Given exercise ::
Extract every line of the records below that contains the string "background". Case counts.

(Entries from a point annotation set)
* * * * * * * * *

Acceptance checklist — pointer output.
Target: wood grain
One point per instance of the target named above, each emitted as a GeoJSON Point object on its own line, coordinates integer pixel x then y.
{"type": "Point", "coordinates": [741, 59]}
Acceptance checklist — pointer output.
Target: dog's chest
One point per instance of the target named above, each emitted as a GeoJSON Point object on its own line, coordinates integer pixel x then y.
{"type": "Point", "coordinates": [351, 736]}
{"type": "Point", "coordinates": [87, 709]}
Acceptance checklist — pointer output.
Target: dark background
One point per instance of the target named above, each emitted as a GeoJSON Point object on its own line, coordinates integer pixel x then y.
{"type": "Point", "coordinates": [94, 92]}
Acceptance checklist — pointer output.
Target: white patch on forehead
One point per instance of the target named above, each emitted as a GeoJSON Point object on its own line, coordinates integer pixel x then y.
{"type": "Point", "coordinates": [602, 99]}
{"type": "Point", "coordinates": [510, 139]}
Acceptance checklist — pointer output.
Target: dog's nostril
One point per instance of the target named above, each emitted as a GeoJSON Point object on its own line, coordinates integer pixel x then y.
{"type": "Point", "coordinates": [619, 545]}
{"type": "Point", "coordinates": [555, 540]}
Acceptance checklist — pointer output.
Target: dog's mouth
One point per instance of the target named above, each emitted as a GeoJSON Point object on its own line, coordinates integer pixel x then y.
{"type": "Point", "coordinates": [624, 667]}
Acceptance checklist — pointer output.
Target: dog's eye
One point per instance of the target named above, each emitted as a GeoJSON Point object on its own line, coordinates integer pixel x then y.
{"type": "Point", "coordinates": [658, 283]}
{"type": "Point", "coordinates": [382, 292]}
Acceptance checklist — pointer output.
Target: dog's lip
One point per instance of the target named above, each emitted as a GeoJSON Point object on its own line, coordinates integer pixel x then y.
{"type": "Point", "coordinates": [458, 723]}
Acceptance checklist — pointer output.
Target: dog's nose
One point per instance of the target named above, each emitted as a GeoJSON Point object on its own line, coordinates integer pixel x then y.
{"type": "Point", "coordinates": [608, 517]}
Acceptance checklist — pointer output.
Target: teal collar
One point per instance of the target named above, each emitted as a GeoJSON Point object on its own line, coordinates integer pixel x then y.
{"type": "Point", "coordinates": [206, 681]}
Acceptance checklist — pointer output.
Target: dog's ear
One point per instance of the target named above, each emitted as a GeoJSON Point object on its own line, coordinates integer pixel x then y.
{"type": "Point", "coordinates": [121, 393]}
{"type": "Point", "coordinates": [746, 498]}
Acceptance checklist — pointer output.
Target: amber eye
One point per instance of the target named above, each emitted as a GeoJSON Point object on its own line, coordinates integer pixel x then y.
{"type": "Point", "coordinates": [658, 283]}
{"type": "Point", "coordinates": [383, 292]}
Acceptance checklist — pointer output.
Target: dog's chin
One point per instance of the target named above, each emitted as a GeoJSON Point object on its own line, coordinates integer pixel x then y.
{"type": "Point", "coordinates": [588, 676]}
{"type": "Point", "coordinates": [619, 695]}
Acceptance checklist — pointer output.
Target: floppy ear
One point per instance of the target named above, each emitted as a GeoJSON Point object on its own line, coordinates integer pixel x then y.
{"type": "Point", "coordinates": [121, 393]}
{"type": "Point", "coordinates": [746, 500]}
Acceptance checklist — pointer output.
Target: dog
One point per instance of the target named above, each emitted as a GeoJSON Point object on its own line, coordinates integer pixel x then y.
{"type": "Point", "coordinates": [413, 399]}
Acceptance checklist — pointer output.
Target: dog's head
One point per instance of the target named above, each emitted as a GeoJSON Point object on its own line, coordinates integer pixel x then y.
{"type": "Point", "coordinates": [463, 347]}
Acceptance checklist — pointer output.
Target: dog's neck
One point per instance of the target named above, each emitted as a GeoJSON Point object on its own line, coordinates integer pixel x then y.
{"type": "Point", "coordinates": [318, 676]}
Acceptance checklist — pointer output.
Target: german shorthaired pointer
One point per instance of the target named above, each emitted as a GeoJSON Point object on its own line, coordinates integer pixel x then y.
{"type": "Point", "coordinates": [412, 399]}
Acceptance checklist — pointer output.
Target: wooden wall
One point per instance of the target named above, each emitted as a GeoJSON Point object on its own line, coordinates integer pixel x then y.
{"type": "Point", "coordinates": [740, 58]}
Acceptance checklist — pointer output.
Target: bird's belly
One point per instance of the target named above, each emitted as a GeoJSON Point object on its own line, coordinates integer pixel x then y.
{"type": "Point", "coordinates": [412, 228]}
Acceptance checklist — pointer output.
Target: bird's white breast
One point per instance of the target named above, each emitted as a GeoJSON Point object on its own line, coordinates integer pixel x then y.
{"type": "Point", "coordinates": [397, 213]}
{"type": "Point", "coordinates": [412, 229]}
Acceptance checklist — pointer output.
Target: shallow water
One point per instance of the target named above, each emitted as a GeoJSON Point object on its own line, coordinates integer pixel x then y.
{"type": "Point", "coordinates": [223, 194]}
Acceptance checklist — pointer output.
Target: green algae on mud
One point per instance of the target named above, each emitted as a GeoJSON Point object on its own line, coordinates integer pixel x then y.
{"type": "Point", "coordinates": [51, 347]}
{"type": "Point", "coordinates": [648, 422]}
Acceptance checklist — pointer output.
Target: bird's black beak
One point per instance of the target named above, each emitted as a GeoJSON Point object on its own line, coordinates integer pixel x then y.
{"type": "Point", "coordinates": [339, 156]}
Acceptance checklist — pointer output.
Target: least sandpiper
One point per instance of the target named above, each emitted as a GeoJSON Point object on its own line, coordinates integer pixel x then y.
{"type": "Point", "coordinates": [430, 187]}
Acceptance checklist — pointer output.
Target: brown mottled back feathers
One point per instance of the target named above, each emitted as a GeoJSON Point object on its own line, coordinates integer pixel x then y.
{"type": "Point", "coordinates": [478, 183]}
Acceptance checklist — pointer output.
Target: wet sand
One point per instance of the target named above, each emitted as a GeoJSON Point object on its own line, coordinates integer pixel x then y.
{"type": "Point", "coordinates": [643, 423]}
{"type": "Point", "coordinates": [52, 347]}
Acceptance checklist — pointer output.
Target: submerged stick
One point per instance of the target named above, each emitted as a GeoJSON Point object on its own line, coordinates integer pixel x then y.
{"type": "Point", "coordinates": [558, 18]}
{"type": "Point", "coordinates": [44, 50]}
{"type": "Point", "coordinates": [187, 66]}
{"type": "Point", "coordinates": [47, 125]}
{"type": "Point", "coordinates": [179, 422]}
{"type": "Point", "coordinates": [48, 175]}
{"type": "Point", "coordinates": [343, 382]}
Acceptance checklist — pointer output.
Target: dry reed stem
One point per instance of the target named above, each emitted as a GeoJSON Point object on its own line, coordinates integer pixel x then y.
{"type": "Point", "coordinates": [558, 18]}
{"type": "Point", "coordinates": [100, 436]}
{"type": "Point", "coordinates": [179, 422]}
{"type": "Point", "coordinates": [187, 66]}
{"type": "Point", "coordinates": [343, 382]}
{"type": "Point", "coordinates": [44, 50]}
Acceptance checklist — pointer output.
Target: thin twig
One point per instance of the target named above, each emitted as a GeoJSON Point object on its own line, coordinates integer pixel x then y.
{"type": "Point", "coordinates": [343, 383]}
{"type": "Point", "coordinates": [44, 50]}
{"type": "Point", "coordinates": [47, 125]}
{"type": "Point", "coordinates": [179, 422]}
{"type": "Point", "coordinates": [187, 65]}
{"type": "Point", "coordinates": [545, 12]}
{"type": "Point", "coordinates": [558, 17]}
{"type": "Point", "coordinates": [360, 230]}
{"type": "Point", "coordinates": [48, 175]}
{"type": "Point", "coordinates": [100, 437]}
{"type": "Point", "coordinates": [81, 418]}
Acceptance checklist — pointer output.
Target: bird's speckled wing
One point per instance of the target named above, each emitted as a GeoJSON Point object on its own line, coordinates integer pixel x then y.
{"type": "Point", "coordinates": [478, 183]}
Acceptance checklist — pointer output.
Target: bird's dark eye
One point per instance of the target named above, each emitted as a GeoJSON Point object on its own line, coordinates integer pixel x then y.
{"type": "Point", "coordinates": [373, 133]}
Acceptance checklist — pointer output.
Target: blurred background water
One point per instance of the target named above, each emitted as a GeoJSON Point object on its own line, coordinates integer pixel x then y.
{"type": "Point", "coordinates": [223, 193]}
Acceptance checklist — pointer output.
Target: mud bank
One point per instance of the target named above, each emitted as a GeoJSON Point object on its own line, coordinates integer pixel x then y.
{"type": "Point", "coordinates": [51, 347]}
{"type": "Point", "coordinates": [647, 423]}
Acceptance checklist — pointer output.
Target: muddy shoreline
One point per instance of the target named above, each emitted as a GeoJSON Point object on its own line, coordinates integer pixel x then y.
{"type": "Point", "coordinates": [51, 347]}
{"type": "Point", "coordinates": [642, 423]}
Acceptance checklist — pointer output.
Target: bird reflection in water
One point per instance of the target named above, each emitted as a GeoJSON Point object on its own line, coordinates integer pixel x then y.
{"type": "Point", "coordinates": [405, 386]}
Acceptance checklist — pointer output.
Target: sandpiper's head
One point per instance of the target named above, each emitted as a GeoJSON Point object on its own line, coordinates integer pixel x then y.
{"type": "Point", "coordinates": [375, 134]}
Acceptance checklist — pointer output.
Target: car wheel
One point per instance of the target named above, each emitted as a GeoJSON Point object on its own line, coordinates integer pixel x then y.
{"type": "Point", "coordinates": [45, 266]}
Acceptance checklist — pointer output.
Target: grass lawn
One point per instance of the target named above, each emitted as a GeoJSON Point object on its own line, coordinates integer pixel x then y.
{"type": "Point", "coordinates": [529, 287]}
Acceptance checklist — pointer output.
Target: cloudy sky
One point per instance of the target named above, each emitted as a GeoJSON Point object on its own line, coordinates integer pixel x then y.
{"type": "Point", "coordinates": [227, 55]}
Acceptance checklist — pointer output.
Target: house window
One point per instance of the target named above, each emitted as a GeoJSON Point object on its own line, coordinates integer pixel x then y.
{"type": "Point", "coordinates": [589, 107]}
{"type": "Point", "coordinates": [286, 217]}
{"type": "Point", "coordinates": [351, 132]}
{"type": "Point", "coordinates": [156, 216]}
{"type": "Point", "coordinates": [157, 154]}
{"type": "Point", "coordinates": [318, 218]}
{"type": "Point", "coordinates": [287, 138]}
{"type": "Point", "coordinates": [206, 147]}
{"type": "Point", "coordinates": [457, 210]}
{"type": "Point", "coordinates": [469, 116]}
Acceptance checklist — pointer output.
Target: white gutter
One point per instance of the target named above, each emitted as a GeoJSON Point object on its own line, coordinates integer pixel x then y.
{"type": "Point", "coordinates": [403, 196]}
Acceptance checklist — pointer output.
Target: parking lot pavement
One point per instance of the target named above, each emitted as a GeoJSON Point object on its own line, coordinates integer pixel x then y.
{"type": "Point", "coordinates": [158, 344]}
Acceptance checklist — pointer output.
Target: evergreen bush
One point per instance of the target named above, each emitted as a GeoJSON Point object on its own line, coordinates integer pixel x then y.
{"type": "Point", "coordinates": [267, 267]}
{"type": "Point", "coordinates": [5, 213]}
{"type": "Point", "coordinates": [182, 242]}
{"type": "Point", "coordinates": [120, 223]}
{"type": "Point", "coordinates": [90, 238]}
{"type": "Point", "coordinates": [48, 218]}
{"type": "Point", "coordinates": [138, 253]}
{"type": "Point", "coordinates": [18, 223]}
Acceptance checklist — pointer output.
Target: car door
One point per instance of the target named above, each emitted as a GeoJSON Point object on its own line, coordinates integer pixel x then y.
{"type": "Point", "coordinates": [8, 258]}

* * * * * * * * *

Response to this task ::
Target: dark background
Target: blurred background water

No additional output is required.